Data in this exercise:

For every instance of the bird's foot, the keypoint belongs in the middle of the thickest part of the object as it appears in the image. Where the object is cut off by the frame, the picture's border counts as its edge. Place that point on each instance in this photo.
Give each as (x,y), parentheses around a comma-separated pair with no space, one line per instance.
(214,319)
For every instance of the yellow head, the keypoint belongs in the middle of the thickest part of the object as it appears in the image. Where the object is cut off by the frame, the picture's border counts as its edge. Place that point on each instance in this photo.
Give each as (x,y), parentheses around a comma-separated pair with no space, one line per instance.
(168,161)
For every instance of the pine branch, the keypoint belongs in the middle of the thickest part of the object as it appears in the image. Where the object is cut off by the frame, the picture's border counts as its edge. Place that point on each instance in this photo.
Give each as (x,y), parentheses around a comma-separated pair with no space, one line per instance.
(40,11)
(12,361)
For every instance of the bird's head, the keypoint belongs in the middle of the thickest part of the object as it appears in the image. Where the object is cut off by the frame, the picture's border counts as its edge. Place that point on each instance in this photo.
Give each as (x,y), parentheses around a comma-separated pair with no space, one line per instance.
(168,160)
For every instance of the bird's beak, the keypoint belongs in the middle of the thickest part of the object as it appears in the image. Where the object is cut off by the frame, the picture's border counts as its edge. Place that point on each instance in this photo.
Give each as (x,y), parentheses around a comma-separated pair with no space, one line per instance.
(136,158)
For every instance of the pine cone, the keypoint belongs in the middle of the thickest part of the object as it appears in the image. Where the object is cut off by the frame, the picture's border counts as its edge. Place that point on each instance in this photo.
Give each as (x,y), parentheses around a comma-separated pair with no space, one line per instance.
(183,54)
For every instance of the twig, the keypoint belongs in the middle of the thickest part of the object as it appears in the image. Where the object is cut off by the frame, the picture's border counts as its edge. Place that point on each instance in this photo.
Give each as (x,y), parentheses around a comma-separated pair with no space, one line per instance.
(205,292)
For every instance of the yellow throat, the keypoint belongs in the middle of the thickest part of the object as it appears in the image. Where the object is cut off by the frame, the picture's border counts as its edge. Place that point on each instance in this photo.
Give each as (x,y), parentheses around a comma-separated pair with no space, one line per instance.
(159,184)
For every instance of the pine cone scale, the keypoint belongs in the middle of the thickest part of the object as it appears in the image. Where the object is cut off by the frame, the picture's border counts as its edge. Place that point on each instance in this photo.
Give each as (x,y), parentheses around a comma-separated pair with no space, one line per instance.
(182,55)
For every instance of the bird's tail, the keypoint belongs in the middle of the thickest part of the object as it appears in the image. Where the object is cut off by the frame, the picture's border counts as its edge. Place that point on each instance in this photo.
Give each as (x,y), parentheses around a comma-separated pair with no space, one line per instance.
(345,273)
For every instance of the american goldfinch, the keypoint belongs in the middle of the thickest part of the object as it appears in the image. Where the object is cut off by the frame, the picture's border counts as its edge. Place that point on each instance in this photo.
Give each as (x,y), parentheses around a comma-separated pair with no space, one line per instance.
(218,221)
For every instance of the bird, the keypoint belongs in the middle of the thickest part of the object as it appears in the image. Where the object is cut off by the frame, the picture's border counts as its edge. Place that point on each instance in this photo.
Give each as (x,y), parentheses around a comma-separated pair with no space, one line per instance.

Do this: Arrange the lines above as a JSON list of strings, one string per line, leaving out any blank lines.

Solution below:
[
  "For every instance of the bird's foot, the keypoint belongs in the middle of the thickest part of the object as it appears in the image. Where the object is cut off by the frame, the picture's border counts as its edge. Place that point on each instance in this photo.",
  "Give each as (x,y), parentheses around a comma-separated pair with no space, one line per instance.",
  "(214,319)",
  "For every instance of the yellow head, the keypoint belongs in the middle of the thickest part of the object as it appears in the image. Where the object is cut off by the frame, the picture's border counts as its edge. Place that point on each instance in this photo.",
  "Give each as (x,y), parentheses around a comma-separated pair with no space, one line per instance.",
  "(168,161)",
  "For every instance of the pine branch, the keypoint belongs in the middle of the thickest part of the object as it appears in the image. Where the object is cut off by the frame, the picture's border counts as its edge. Place that point on each instance in this photo.",
  "Give each as (x,y), parentheses around a comma-separated pair with no space, one line per instance.",
  "(40,11)",
  "(12,361)",
  "For every instance of the bird's head, the keypoint belongs in the middle of the thickest part of the object as it appears in the image. Where the object is cut off by the frame, the picture's border counts as its edge. Place that point on each instance in this photo.",
  "Give each as (x,y), parentheses around a comma-separated pair with no space, one line per instance.",
  "(168,160)",
  "For every instance of the bird's beak, the keypoint belongs in the middle of the thickest part of the object as it appears in the image. Where the object is cut off by the frame, the picture's border counts as its edge. Place that point on each instance in this photo.",
  "Give each as (x,y), parentheses around a comma-separated pair with no space, one line per instance.",
  "(136,158)",
  "For every instance of the pine cone, the keypoint belongs in the middle of the thickest part of the object as it appears in the image. Where the object is cut off by the frame, the picture's border counts as its edge. Place that point on each instance in this photo.",
  "Give each as (x,y), parentheses around a comma-separated pair with no space, one line per instance.",
  "(183,54)",
  "For every instance of the twig, the keypoint belongs in the middle of the thickest part of the object as it appears in the image. Where the object is cut off by the frame, the picture's border counts as its edge. Place that point on each instance in this photo.",
  "Give each as (x,y), parentheses around a comma-separated pair with no space, one line per instance.",
  "(205,292)",
  "For every instance of the yellow throat, the keypoint belongs in the middle of the thickest part of the object as it appears in the image. Where the object is cut off by the frame, the picture's border counts as its edge. Place that point on each instance in this photo.",
  "Give each as (x,y), parentheses around a comma-separated pair with no space, one line per instance.",
  "(159,184)",
  "For every instance of the pine cone scale, the keypoint belongs in the middle of the thickest part of the object as it appears in the image. Where the object is cut off by the frame, the picture's border counts as its edge. Place that point on each instance in this photo.",
  "Give each as (x,y), parentheses around a comma-separated pair with no space, one line per instance.",
  "(182,55)",
  "For every instance of the bird's tail, the keypoint belongs in the middle of the thickest part of the object as it appears in the image. Where the object is cut off by the frame, the picture's border counts as its edge. Place that point on each instance in this photo.",
  "Give each as (x,y), parentheses around a comma-separated pair with no space, one line per instance.",
  "(345,273)",
  "For every instance of the american goldfinch, the keypoint belongs in the middle of the thickest part of the object as it appears in the image. Where the object is cut off by the frame, the picture's border counts as its edge. Place that point on each instance in this photo.",
  "Give each as (x,y), parentheses around a comma-separated pair with no space, one line per instance.",
  "(218,221)",
  "For every instance of the bird, the keypoint belongs in the middle of the thickest part of the object as it appears in the image. Where the object is cut off by the frame, the picture's border counts as its edge. Place that point on each instance in this photo.",
  "Give each as (x,y), parentheses around a comma-separated pair with no space, one line per instance."
]